TEXT ▸
%%
Ride height varies by model. The ZQ8 Sport models look slammed with their lower ride height. In fact, they ride 2.9 inches lower in front than the standard 2WD Canyon, with a minimum ground clearance of just 5 inches at the front axle. The standard Canyon has 7.5-7.9 inches of ground clearance, depending on cab style and the number of driven wheels. The Z71 off-road suspension raises the ground clearance to 7.9-9.0 inches, depending on model.

Interior Features

Inside, the Canyon feels generously wide, especially in the rear seat of the Crew Cab, which accommodates three adults far easier than would be possible in the previous generation of compact pickups.

The front seats are chair height, which gives the driver excellent visibility over the hood. Still, our biggest gripe with the Canyon is directed at its seats: The seat bottoms are flat and lack sufficient lateral support, so we always felt like we were sinking to one side or the other.

The Extended Cab is large enough to orient the back seats facing forward, so no one will have to endure the pain of sideways-mounted seats. The rear seats are raised, which improves leg room and comfort for rear-seat passengers. Don't expect them to be comfortable, though. The back seat in the Extended Cab is too cramped for anyone but Munchkins on relatively short jaunts. Better to flip the rear seats down, which opens up space for cargo. With modifications (like a fleece mat), it would work passably for a medium-size dog. (None of the midsize pickups are particularly good for canines.) This area works best as interior cargo space, and the front-hinged doors on both sides of the Extended Cab offer good access to this area.

The base Canyon work truck has a no-fault interior right down to its rubber floor mats, so you can get in with muddy work boots and not feel guilty. The SLE models are more comfortable, with carpeting and more luxurious seat fabrics.

Operating the Canyon is easy. The instruments are easy to read at a glance, with big white numerals on a black background with orange needles. Lighting functions are clustered on the dash to the left of the steering wheel; there are no switches in any remote location. Turning on the dome light requires spinning the small wheel used to dim the instrument lights, and we found this a bit challenging in the dark. Particularly for this reason we liked the map lights integrated into the rear-view mirror on higher-line models.

The center stack, outlined with silver-colored plastic, neatly groups together 4WD, audio, and HVAC functions. The emergency flasher button is high in the center where it's easily seen. The cruise control switches, however, are the same turn-signal-stalk system GM has used since the 1970s, albeit refined. Some people hate it; others are familiar with it and don't seem to mind.

The Canyon features triple seals around the doors, another example of its refinement. The seals not only reduce water and dust intrusion; they also reduce wind noise for a quieter cab.

Driving Impressions

The driving experience in the GMC Canyon varies by model. The four-cylinder engine delivers adequate performance, costs less, and is a bit more frugal. The five-cylinder offers brisk acceleration, feels like an inline-6, and works well with an automatic.
%%
Polygon annotations for photos:
%%
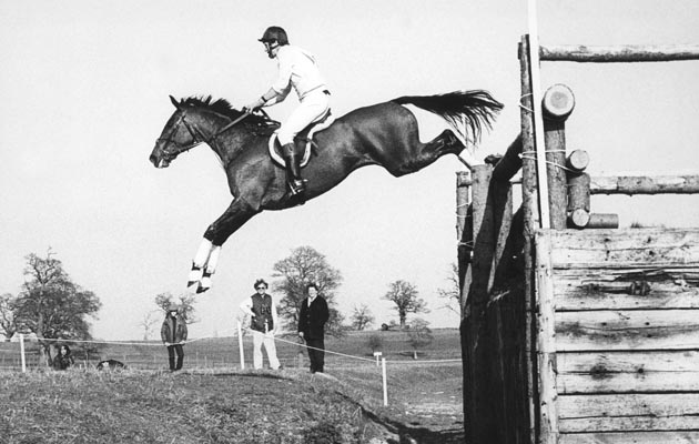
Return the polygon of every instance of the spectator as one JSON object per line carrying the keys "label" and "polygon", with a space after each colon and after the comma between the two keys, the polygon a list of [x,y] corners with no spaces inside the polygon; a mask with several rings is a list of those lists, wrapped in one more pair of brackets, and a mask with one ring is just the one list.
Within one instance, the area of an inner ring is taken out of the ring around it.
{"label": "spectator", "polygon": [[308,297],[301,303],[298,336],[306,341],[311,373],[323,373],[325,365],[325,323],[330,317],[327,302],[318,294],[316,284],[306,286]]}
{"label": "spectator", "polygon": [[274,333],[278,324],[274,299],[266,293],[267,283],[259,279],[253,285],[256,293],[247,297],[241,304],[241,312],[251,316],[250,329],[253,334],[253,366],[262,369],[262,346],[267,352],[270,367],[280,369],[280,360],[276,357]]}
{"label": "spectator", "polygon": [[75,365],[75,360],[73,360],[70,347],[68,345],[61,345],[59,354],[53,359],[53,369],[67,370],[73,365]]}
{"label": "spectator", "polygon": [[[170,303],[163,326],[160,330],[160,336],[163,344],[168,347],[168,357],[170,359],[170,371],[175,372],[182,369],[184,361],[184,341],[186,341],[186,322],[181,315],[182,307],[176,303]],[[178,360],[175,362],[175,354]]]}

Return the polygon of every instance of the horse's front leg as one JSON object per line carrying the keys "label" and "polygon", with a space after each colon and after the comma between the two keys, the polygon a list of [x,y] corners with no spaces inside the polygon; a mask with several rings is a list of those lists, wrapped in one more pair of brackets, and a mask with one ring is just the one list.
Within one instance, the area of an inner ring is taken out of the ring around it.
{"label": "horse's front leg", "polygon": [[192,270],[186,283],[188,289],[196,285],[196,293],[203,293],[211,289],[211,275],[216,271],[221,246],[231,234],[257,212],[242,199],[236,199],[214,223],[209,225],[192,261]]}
%%
%%
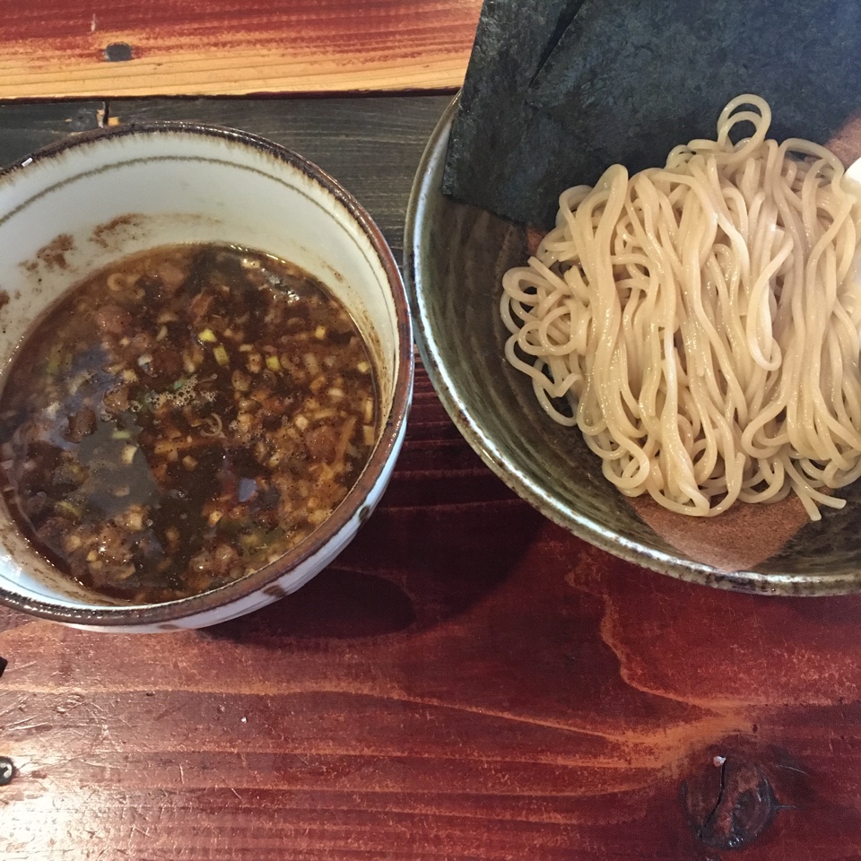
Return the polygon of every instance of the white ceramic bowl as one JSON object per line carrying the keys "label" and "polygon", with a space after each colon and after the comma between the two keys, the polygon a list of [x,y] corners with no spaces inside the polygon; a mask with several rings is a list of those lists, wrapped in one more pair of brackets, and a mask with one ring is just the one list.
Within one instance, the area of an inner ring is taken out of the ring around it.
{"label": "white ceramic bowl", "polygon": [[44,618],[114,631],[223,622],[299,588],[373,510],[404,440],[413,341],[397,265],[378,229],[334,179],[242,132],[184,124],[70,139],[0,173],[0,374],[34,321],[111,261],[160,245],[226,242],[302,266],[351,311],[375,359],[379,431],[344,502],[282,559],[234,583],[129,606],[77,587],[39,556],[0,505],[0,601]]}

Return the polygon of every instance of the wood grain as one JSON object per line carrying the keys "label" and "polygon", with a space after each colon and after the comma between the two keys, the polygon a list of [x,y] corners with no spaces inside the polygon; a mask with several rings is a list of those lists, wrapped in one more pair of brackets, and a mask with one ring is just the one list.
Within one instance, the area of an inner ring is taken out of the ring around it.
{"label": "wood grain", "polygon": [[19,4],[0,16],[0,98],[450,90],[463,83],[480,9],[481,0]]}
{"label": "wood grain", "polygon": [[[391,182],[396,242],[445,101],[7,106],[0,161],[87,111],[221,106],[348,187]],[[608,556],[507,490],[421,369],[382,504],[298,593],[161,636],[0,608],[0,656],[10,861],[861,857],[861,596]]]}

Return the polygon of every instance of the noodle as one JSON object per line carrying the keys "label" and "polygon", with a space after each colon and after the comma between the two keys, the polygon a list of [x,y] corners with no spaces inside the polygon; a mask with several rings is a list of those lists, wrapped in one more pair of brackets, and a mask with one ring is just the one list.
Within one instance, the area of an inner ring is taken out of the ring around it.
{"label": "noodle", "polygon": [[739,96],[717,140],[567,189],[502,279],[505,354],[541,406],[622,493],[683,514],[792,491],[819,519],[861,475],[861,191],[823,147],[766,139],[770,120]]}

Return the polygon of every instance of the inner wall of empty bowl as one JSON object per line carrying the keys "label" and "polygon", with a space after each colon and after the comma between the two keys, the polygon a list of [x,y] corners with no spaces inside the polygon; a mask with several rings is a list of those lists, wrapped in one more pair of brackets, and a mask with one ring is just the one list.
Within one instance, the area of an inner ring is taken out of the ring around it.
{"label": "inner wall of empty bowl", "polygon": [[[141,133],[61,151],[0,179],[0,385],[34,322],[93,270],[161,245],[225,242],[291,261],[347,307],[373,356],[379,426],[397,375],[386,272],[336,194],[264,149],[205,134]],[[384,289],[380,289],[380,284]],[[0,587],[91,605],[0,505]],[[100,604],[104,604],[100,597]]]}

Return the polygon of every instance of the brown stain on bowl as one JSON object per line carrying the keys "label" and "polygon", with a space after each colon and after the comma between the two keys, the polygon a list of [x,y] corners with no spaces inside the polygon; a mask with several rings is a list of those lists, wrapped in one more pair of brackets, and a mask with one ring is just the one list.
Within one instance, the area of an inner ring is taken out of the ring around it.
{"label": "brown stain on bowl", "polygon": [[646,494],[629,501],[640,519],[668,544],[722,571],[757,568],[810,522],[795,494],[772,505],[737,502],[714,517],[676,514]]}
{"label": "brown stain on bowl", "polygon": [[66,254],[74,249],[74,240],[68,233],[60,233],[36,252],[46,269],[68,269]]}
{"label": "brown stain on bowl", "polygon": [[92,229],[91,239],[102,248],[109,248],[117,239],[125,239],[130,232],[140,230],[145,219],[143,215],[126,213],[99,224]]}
%%
%%
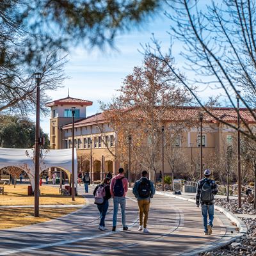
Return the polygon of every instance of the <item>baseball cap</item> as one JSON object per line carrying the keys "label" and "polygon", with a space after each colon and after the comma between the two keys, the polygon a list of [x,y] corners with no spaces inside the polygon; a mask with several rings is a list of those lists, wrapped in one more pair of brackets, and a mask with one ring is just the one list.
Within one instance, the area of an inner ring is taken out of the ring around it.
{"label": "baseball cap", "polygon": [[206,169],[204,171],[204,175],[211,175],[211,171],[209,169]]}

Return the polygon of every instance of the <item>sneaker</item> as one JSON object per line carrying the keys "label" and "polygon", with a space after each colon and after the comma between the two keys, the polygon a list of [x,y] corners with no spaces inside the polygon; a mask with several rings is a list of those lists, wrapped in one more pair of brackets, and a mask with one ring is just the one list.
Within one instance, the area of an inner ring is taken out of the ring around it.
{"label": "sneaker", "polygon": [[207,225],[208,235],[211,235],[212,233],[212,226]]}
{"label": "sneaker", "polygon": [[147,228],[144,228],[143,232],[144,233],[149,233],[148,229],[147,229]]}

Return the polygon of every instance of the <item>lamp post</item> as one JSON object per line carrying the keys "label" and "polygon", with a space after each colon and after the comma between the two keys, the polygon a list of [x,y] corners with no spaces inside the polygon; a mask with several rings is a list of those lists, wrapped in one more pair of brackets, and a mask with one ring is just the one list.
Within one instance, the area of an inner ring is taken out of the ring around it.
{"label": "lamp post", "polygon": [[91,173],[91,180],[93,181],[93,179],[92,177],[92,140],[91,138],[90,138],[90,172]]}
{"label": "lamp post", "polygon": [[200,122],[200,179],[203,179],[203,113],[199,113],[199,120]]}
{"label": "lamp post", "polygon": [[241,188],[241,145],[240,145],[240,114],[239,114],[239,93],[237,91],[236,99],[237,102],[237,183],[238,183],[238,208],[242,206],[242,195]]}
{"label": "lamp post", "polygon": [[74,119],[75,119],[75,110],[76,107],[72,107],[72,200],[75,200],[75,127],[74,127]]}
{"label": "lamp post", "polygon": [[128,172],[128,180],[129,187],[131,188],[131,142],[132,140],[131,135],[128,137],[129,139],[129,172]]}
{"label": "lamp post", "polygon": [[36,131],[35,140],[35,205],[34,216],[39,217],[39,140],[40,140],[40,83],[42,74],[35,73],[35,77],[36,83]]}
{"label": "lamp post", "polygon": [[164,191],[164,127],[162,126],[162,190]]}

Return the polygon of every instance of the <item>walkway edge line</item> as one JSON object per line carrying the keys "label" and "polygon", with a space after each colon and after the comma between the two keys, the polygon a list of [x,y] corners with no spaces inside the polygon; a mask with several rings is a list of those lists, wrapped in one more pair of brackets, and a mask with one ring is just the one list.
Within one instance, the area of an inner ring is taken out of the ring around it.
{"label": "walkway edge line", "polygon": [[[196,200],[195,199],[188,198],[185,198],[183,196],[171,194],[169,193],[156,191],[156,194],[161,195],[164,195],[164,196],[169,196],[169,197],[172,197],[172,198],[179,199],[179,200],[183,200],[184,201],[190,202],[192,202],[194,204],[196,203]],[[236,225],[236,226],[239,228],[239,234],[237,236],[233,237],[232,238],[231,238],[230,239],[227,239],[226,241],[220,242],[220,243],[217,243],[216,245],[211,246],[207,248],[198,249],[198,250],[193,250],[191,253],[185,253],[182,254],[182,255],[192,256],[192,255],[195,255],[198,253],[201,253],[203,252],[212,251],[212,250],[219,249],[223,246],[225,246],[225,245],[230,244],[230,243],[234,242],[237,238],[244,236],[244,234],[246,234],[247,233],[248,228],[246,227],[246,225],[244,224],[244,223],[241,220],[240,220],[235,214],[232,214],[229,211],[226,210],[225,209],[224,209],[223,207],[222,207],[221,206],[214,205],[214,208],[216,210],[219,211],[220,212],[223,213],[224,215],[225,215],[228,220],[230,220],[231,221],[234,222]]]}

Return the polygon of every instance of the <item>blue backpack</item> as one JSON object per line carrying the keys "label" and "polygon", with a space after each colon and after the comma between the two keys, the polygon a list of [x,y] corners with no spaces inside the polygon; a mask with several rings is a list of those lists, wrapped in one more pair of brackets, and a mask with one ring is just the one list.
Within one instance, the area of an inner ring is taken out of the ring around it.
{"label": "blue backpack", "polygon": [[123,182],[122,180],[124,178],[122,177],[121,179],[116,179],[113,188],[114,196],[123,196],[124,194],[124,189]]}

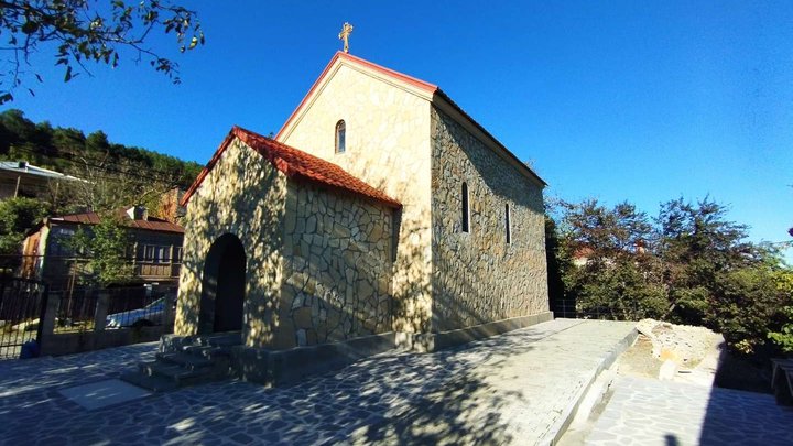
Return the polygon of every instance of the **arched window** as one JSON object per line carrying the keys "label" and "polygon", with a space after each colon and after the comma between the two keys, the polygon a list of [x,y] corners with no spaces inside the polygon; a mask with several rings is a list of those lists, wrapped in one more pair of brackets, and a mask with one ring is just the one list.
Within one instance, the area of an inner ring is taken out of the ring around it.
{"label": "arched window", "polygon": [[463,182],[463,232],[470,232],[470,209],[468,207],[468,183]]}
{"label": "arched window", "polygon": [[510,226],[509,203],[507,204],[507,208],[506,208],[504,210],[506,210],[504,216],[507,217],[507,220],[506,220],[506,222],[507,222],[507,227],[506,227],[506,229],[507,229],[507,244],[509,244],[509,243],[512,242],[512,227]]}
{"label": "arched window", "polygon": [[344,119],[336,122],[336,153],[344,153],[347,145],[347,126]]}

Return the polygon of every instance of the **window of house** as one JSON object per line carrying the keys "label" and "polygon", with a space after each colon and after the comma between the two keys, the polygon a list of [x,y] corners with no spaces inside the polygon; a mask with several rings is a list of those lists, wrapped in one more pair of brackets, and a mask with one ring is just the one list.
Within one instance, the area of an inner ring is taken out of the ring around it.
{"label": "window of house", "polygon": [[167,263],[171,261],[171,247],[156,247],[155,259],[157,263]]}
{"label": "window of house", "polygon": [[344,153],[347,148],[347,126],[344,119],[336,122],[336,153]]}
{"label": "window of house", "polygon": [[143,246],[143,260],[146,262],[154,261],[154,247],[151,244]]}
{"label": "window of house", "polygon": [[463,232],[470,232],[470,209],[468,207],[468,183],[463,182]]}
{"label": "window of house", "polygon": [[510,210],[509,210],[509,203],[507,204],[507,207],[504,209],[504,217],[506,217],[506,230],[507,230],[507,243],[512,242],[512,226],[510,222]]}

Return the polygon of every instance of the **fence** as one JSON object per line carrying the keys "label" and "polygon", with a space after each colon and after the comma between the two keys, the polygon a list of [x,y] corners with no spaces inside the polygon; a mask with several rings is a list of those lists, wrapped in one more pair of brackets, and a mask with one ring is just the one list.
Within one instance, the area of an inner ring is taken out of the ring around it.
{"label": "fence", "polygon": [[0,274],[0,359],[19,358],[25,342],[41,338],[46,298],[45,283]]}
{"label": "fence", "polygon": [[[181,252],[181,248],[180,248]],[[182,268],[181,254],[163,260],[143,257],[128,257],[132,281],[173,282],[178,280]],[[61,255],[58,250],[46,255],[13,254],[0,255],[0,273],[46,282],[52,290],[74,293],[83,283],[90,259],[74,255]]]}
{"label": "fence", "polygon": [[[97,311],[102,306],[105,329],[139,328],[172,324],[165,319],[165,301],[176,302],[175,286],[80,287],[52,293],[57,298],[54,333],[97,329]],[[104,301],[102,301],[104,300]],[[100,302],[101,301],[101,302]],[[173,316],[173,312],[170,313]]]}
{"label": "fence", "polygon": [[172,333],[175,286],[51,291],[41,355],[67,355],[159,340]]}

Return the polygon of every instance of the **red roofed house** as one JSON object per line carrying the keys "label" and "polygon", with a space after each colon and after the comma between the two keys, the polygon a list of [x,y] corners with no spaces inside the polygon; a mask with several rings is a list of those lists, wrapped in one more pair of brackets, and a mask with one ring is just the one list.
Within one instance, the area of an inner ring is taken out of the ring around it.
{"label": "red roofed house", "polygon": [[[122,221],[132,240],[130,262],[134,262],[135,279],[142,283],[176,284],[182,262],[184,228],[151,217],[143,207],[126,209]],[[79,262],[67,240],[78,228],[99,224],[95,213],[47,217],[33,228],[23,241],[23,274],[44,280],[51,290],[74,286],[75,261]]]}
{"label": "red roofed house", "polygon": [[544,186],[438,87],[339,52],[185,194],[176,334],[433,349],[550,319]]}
%%
GOALS ▸
1/ In the Canyon review, rewrite the passage starting with "The Canyon features" and going on through "a quieter cab.", putting "dual" in place of "triple".
2/ Name every color that the Canyon review mentions.
3/ Write what comes next in the GMC Canyon review, picking up after its final sentence.

RESPONSE LIST ▸
1/
The Canyon features dual seals around the doors, another example of its refinement. The seals not only reduce water and dust intrusion; they also reduce wind noise for a quieter cab.

2/ White, black, orange, silver

3/
The 3.5-liter five-cylinder Vortec 3500 is a dual-overhead cam engine with variable valve timing. It's rated at 220 horsepower, and develops 225 pound-feet of torque at 2800 rpm. The latter is important because torque is the twisting force on the tires that propels the truck from a stop and helps it tow heavy loads up long grades. Canyon is admittedly short on peak torque compared to some of its competitors, but at least the torque it does have is spread over a broad rpm range. The all-aluminum engine construction aids in cooling and, because of its lower weight, saves fuel and permits quicker acceleration. The five-cylinder engine is essentially the Vortec 4200 six-cylinder from the GMC Envoy with one cylinder lopped off. The resulting inline-5 idles and cruises quietly, but the uncommon number of cylinders makes a peculiar siren-like sound when accelerating. It doesn't sound bad, just different. Recommended fuel is unleaded regular, another plus for economical operation. (Toyota recommends 91 octane for its V6.) A 2WD, five-cylinder Canyon with manual transmission gets an EPA-rated 19/25 mpg City/Highway.

The 175-horsepower four-cylinder engine is essentially the five-cylinder minus one more cylinder. It's rated 21/27 mpg with manual transmission and 2WD. And that's the combination we prefer for a four-cylinder pickup: manual and 2WD. We found a Canyon with the manual transmission works well, and acceleration performance should be adequate for drivers who favor economy over power.

On the road, the Canyon feels solid, with no rattles or squeaks, and the bed doesn't boom or make any other noise. The standard suspension (Z85) is able to work precisely, without interference from chassis flex, resulting in a controlled ride. Canyon is stable and predictable around curves, and a solid stopper when the binders were applied, aided by ABS on loose surfaces. The Canyon is a truck, however, so it doesn't corner and brake like a car. We found it generally tended toward understeer. We found it handled well on washboard roads and didn't bounce around like smaller pickups often do.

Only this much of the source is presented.